◆ DOCUMENT SEGMENT:
Investors don’t appear concerned about Questcor’s focus on a single product. The company’s shares have more than doubled in the past 12 months.

“It seems like the strategy is clearly paying off,” said Christopher Holterhoff, a specialty drug analyst with New York-based Oppenheimer & Co. “There’s definitely a correlation between the number of sales reps they have and their ability to sell Acthar for MS flares.”

Acthar is an injectable gel that’s not actually a new drug. It was first approved by the Food and Drug Administration in 1952 and is approved for 19 different conditions, including multiple sclerosis, infantile spasms, lupus, rheumatoid arthritis and nephrotic syndrome.

Questcor isn’t planning to seek FDA approval for Acthar as a first-line treatment for multiple sclerosis, according to Bailey. Steroids are effective and less expensive, he said.

Acthar costs roughly $25,000 per episode and is used as a crisis, rather than maintenance, drug.

◆ PROBLEM TO WORK ON: In the excerpt on Questcor and Acthar, reproduce the passage from "Questcor isn’t planning" up to and including "expensive, he said." word for word.

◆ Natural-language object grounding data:

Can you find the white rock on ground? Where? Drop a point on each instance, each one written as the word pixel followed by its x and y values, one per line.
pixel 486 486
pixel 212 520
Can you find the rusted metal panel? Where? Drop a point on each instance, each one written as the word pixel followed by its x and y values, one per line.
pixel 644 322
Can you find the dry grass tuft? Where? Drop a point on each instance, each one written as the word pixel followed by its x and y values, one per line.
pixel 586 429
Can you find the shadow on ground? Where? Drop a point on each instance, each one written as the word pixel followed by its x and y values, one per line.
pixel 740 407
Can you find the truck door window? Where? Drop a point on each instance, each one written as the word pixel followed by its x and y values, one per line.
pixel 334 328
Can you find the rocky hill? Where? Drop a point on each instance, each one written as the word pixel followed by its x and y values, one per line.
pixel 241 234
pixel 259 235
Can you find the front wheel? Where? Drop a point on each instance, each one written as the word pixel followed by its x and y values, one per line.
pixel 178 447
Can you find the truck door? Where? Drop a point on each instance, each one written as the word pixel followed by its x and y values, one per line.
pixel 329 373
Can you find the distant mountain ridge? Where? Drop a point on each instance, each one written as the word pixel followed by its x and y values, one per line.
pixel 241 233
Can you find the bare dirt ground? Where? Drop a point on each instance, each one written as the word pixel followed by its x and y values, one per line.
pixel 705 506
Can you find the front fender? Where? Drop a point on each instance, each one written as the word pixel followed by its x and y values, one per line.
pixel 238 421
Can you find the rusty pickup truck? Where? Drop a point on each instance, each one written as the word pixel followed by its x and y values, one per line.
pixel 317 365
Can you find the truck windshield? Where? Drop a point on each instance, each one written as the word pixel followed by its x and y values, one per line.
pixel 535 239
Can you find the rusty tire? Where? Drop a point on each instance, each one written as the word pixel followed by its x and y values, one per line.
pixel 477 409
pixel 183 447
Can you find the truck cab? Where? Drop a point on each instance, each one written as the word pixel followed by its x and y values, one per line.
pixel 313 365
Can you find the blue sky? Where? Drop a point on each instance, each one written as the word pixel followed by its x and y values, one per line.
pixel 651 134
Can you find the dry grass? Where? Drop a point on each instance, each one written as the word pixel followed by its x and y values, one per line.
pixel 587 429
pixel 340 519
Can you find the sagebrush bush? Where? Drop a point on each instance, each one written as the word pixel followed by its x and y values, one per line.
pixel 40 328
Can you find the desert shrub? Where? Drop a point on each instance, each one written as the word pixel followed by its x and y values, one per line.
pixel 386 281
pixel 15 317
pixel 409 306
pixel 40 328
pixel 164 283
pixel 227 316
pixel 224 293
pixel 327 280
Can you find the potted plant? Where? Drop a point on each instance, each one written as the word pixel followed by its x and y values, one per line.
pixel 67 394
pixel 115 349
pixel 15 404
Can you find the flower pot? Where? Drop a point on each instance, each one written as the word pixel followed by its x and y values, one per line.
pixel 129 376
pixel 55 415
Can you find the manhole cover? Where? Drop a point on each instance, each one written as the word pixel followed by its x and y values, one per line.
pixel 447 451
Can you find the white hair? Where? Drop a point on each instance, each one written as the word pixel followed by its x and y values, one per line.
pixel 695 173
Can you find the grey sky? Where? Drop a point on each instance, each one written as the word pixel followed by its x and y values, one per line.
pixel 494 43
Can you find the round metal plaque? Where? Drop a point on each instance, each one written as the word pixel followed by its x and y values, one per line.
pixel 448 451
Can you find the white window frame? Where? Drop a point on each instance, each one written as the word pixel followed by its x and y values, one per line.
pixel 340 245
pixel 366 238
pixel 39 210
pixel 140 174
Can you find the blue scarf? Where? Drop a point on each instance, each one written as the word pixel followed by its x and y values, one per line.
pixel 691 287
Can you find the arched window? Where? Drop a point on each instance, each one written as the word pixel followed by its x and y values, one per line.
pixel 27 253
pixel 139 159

◆ TASK ANSWER:
Questcor isn’t planning to seek FDA approval for Acthar as a first-line treatment for multiple sclerosis, according to Bailey. Steroids are effective and less expensive, he said.